▶ [抜粋]
::::::

診断薬開発雑記

臨床検査試薬を開発するバイオ技術のブログ。誰かの役に立つかもしれない事を思い付くままに書いています。

2020年02月

とある開発室でのお話

どこのメーカーさんでも、きっとこんな話題が出たことでしょう。
この話はフィクションで、個人の見解です。
そういう事にしておいてください。

「企画のMさんが、インフルエンザみたいな簡易キット作れないかって言ってるよ。」
「またですか。例の新型のあれでしょ?」
「そう。前にもあったよね?」
「Sさんが『とにかくすぐ現地に行け』と言われた時。
 それで実際行ったら、渡航制限が出て『帰ってくるな』って。鬼ですか。」
「今回は国内でも検体持ってそうな施設に心当たりあるよ。」
「そういう問題じゃなくて、原理的にイムノアッセイ法よりPCR法の方が開発は早いです。」
「なんで同じようにできないの?」
「イムノアッセイ法に必要な抗体は生物由来原料で、免疫して何週間か掛かる。それでも良い抗体ができるかどうかは運任せ。
 その点PCR法に必要なのはプライマーで、合成技術が確立されているので、配列さえわかれば人工的にすぐに作れます。」
「実際(イムノアッセイ法の)簡易キットなら何日ぐらい掛かるの?」

::::::

▶ [提供情報]

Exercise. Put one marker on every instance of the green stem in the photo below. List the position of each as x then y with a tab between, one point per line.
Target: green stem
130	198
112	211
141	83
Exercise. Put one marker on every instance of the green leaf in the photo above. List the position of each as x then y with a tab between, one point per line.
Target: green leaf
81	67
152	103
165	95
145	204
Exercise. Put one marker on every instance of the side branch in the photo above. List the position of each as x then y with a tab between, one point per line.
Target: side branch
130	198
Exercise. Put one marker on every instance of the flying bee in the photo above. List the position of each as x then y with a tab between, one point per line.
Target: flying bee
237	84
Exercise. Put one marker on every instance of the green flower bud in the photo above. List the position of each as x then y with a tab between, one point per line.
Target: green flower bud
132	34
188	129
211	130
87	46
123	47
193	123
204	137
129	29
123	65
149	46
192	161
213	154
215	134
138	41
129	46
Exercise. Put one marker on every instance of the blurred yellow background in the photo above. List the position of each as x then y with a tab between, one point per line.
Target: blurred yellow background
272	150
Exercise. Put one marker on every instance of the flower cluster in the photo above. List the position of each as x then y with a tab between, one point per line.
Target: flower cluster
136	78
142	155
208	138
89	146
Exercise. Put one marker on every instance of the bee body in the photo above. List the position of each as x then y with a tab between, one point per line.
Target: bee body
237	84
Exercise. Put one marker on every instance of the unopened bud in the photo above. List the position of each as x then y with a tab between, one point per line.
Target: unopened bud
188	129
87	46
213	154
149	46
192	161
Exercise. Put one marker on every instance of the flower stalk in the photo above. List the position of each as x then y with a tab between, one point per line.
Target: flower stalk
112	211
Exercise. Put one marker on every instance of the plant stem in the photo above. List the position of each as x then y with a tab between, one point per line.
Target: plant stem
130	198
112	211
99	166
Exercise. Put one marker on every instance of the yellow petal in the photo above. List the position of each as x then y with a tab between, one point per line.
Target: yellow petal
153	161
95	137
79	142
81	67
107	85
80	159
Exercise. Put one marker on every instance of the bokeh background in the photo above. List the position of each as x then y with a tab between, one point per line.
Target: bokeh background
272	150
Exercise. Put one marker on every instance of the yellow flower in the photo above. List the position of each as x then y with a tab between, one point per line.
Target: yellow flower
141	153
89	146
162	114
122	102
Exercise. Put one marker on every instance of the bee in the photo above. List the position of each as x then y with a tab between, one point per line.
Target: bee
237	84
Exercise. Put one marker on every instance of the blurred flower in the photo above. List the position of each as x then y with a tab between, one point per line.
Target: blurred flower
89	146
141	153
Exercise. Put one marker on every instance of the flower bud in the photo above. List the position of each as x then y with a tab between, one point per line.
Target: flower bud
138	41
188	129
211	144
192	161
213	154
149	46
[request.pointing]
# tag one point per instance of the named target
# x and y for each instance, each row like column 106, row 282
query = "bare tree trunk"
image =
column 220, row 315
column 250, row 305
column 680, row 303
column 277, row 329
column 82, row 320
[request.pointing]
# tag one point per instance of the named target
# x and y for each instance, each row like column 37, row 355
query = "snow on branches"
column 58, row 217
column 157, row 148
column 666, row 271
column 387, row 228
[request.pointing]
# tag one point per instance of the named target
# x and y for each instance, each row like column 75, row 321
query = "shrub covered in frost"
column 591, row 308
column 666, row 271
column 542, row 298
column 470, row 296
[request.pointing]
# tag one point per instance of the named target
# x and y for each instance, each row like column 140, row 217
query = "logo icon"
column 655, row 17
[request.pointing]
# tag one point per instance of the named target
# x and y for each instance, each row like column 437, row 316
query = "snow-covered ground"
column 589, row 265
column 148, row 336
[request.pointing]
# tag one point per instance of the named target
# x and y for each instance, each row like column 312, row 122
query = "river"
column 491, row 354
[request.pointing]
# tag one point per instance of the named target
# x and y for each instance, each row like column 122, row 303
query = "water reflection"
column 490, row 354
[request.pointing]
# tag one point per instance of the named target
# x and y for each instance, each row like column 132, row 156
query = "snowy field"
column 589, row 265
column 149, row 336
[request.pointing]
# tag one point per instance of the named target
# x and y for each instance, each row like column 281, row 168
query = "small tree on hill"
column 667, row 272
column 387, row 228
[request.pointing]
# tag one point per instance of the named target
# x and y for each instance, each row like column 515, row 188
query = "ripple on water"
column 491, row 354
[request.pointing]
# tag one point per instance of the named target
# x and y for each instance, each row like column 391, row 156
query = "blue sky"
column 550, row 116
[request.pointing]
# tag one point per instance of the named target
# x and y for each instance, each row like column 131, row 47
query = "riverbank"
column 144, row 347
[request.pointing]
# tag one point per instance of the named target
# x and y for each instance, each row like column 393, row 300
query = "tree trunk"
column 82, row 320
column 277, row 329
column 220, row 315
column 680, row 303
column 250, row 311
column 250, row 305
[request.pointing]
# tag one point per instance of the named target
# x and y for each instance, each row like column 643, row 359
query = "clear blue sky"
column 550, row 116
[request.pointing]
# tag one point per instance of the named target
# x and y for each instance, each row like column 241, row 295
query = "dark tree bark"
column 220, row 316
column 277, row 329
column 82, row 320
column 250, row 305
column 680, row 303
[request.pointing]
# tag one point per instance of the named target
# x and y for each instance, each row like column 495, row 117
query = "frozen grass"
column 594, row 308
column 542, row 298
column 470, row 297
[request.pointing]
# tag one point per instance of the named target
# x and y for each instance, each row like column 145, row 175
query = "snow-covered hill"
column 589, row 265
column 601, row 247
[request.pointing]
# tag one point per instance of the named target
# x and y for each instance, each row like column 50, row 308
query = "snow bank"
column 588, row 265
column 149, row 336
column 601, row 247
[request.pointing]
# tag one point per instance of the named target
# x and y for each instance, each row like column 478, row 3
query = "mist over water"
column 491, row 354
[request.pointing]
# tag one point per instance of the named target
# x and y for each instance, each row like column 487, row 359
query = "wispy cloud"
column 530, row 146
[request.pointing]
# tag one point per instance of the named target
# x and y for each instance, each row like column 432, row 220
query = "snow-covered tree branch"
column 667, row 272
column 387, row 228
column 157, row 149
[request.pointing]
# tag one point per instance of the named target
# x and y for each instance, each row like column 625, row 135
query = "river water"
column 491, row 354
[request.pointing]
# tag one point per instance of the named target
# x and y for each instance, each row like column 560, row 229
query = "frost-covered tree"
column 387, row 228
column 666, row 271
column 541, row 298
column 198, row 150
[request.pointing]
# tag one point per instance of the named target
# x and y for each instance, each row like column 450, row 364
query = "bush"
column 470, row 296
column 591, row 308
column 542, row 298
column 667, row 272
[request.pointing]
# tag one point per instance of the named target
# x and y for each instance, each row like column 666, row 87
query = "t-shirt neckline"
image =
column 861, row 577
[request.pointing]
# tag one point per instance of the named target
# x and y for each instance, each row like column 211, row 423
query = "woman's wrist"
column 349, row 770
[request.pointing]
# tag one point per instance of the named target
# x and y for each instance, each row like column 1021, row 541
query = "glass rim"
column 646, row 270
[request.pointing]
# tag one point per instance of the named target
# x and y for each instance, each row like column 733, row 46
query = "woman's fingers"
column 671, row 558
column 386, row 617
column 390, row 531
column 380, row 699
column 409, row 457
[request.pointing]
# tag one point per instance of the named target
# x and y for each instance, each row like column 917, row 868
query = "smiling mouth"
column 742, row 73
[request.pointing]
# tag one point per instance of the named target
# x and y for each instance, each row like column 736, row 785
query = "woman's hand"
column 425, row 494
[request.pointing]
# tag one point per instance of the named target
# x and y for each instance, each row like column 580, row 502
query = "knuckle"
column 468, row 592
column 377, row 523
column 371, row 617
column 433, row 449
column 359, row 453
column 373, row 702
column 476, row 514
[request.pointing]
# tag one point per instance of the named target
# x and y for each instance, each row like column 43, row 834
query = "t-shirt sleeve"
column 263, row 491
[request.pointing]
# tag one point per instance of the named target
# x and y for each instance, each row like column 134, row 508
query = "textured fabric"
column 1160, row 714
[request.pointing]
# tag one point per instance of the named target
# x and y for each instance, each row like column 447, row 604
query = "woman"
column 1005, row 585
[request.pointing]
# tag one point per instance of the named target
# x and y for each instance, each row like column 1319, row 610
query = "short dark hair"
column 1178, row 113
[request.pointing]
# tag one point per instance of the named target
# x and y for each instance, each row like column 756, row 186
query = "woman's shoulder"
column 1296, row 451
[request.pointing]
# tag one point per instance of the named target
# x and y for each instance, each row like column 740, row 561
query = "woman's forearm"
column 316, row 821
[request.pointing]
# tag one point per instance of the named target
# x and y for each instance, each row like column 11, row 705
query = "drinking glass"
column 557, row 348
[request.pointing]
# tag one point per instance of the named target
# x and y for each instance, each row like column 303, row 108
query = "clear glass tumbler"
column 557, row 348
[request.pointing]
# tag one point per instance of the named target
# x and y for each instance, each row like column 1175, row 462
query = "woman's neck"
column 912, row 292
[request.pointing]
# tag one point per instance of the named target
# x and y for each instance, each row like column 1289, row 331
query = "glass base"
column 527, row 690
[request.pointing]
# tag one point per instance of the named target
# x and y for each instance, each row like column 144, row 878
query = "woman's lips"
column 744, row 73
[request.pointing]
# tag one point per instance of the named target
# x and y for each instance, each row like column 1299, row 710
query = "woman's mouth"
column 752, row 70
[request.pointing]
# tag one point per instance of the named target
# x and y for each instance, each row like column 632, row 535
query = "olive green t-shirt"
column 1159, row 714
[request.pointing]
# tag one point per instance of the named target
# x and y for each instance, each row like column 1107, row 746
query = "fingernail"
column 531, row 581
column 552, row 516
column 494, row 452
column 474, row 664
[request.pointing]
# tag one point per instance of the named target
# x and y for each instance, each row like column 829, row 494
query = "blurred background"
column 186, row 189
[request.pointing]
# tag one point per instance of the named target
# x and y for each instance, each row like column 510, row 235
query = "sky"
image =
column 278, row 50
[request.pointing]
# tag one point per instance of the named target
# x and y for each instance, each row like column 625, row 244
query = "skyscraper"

::::::

▶ [必要な作業]
a) 抜粋の中で「この話はフィクションで、個人の見解です。」に始まり「ば人工的にすぐに作れます。」」に終わる部分を、そのまま書き写すこと。
b) 抜粋によると、イムノアッセイ法に必要な抗体を得るには、免疫してどのくらい掛かるか。

▶ [回答]
a)
この話はフィクションで、個人の見解です。
そういう事にしておいてください。

「企画のMさんが、インフルエンザみたいな簡易キット作れないかって言ってるよ。」
「またですか。例の新型のあれでしょ?」
「そう。前にもあったよね?」
「Sさんが『とにかくすぐ現地に行け』と言われた時。
 それで実際行ったら、渡航制限が出て『帰ってくるな』って。鬼ですか。」
「今回は国内でも検体持ってそうな施設に心当たりあるよ。」
「そういう問題じゃなくて、原理的にイムノアッセイ法よりPCR法の方が開発は早いです。」
「なんで同じようにできないの?」
「イムノアッセイ法に必要な抗体は生物由来原料で、免疫して何週間か掛かる。それでも良い抗体ができるかどうかは運任せ。
 その点PCR法に必要なのはプライマーで、合成技術が確立されているので、配列さえわかれば人工的にすぐに作れます。」

b) 何週間か掛かる。